─── Records to process

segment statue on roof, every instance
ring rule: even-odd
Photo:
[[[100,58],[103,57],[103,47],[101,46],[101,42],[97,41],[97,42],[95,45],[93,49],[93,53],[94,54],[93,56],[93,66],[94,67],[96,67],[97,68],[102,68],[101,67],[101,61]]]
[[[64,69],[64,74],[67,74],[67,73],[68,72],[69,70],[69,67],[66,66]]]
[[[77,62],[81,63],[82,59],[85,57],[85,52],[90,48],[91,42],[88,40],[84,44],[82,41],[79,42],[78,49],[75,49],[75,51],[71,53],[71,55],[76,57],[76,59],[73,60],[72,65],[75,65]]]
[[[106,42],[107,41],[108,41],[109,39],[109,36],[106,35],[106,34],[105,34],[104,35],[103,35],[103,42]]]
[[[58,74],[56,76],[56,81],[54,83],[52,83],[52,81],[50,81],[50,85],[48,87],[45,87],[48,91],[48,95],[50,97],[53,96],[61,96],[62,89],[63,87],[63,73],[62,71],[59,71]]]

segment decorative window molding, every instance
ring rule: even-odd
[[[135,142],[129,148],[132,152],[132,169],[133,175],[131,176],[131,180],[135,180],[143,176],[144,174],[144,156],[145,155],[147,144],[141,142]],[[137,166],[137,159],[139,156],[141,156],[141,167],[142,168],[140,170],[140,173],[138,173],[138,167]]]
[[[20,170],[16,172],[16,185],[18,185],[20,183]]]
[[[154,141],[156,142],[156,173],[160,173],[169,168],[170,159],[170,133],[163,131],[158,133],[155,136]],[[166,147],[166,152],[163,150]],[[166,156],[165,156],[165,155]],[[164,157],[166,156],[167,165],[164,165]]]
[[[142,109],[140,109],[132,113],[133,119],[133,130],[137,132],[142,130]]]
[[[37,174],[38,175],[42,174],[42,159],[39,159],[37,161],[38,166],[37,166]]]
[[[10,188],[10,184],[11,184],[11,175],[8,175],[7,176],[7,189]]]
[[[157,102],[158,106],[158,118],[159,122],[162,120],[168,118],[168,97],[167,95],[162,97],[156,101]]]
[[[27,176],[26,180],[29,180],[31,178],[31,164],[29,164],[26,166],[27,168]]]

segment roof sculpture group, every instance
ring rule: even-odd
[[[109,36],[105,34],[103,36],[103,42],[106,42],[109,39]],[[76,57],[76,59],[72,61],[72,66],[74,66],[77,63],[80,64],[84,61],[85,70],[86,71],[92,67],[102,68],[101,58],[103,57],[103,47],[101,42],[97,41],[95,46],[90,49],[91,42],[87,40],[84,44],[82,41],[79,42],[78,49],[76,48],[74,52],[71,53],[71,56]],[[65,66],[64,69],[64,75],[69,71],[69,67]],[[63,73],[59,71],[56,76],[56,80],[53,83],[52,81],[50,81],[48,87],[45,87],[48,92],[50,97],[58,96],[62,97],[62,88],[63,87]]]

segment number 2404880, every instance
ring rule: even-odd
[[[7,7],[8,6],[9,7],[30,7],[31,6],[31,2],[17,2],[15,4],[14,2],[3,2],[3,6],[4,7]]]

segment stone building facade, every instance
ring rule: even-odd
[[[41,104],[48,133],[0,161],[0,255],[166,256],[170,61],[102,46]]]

──────

Return the records unchanged, from the line containing "segment decorative window" up to and including the final line of the records.

segment decorative window molding, every instance
ring rule: even-odd
[[[135,142],[129,148],[132,152],[132,169],[133,175],[131,176],[131,180],[135,180],[143,176],[144,174],[144,156],[145,155],[147,144],[141,142]],[[137,166],[137,159],[139,156],[141,156],[141,167],[142,168],[140,170],[140,173],[138,173],[138,167]]]
[[[20,170],[16,172],[16,185],[18,185],[20,183]]]
[[[154,141],[156,142],[156,173],[160,173],[169,168],[170,159],[170,133],[163,131],[158,133],[155,136]],[[166,147],[166,152],[163,150]],[[166,156],[165,156],[165,155]],[[164,157],[166,156],[167,165],[164,165]]]
[[[142,109],[140,109],[132,113],[133,119],[133,130],[137,132],[142,130]]]
[[[37,174],[38,175],[42,174],[42,159],[39,159],[37,161],[38,166],[37,166]]]
[[[10,188],[10,184],[11,184],[11,175],[8,175],[7,176],[7,189]]]
[[[157,102],[158,106],[158,118],[159,122],[162,120],[168,118],[168,97],[167,95],[162,97],[156,101]]]
[[[27,176],[26,180],[29,180],[31,178],[31,164],[29,164],[26,166],[27,168]]]

segment roof sculpture group, every instance
ring rule: even-odd
[[[109,36],[105,34],[103,36],[103,42],[106,42],[109,39]],[[76,57],[76,59],[72,61],[72,66],[74,66],[77,63],[80,64],[84,61],[85,70],[86,71],[92,67],[102,68],[101,58],[103,57],[103,47],[101,42],[97,41],[95,46],[90,49],[91,42],[87,40],[84,44],[82,41],[79,42],[78,49],[76,48],[74,52],[71,53],[71,56]],[[65,66],[64,69],[64,75],[69,71],[69,67]],[[63,73],[59,71],[56,76],[56,80],[53,83],[52,81],[50,81],[48,87],[45,87],[48,92],[50,97],[58,96],[62,97],[62,88],[63,87]]]

segment number 2404880, every instance
ring rule: even-odd
[[[7,7],[8,6],[9,7],[30,7],[31,6],[31,2],[17,2],[15,4],[14,2],[3,2],[3,6],[4,7]]]

segment stone building facade, every instance
ring rule: even-odd
[[[41,104],[48,133],[0,161],[0,255],[166,256],[170,61],[102,46]]]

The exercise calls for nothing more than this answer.